— begin Passage provided —

Benefit musical efforts have been hitting the shelves in time
for the holidays. The best of these albums manage to provide cold,
hard economic succor while supplying sampler-style education in New
Orleans’s gumbo-style musical identity. Plus, they contain rocking,
soul-stirring music for its own sake, and a pleasant, sexy shock of
recognition: This is music that provides the all-important knots in
the American grain.
Nonesuch Records, one of America’s finest, has logically leapt
to the cause, with the inspiring new compilation Our New Orleans,
with fine liner notes by New Orleans resident and champion Richard
Ford. It opens, fittingly, with the optimistic up note of “Yes We
Can Can,” by Allen Toussaint, New Orleans’s legendary
behind-the-scenes scene-shaper. Allegory bumps up against harsh
realities in Irma Thomas’s “Back Water Blues” (“there ain’t no
place for a poor woman to go … ”). Buckwheat Zydeco stretches out
on “Cryin’ in the Street,” with searing lap steel lines; the
Preservation Hall Jazz Band gives vintage coloration to “Do You
Know What It Means to Miss New Orleans”; and honorary southerner
Randy Newman (actually a Hollywood boy) sings his bittersweet,
eerily prophetic “Louisiana 1927,” a righteous finale.
The party-for-a-cause continues on A Celebration of New Orleans
Music (Rounder). It fills the gaps of the Nonesuch package by
including important figures like the mighty Aaron Neville, pianist
James Booker, and the Dirty Dozen Brass Band, as well as New
Orleans native Branford Marsalis (whose own Marsalis Music label is
distributed by Rounder).
N.Y.C. BAYOU MAN: One of New Orleans’s proudest sons, Wynton
Marsalis, not only used his clout to nurture the relief effort, but
also became an articulate N’Awlins talking head. Marsalis has been
deeply plugged into Manhattan for many years, most recently having
been the point-man behind the massive Jazz at Lincoln Center
(actually at Columbus Circle now), celebrating its grand opening
last year.

— end Passage provided —
— begin Dataset content —

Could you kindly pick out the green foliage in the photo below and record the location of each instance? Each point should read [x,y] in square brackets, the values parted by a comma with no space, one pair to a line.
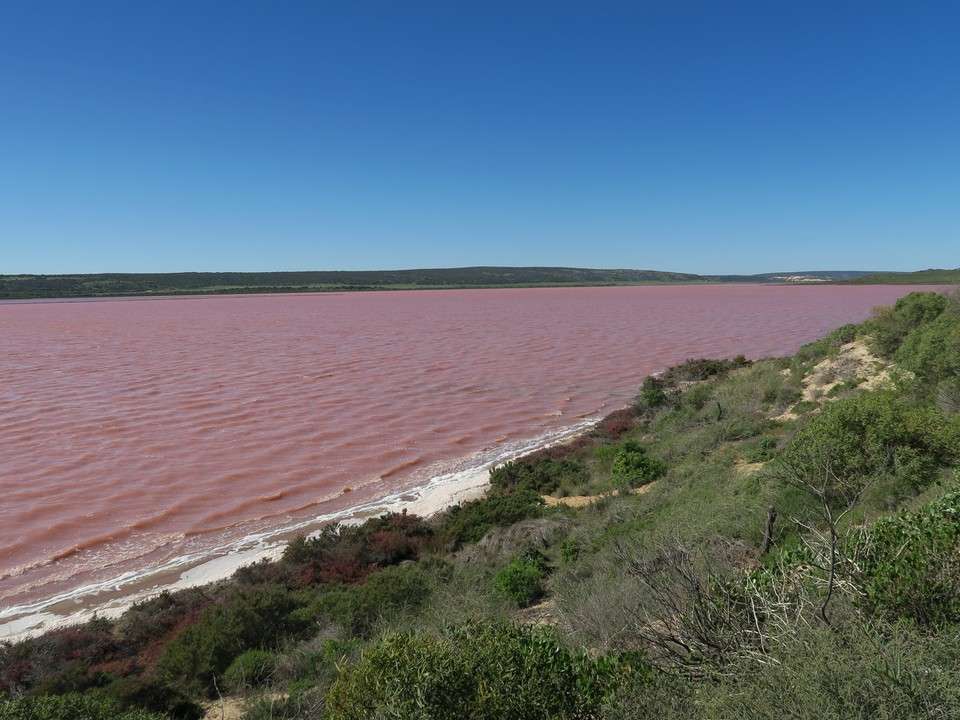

— end Dataset content —

» **Objectives**
[1] Decide whether each statement below agrees with the passage on New Orleans benefit albums, answering yes or no and quoting the deciding words of the passage. (a) The compilation Our New Orleans opens with a song by Allen Toussaint. (b) Randy Newman is a native of the American South. (c) A Celebration of New Orleans Music was released by Nonesuch Records.
[2] Reproduce the passage on New Orleans benefit albums word for word, starting at "The party-for-a-cause continues" and ending at "distributed by Rounder).".

» **Problem solutions**
[1]
(a) Yes: "It opens, fittingly, with the optimistic up note of “Yes We Can Can,” by Allen Toussaint"
(b) No: "honorary southerner Randy Newman (actually a Hollywood boy)"
(c) No: "A Celebration of New Orleans Music (Rounder)"

[2]
The party-for-a-cause continues on A Celebration of New Orleans
Music (Rounder). It fills the gaps of the Nonesuch package by
including important figures like the mighty Aaron Neville, pianist
James Booker, and the Dirty Dozen Brass Band, as well as New
Orleans native Branford Marsalis (whose own Marsalis Music label is
distributed by Rounder).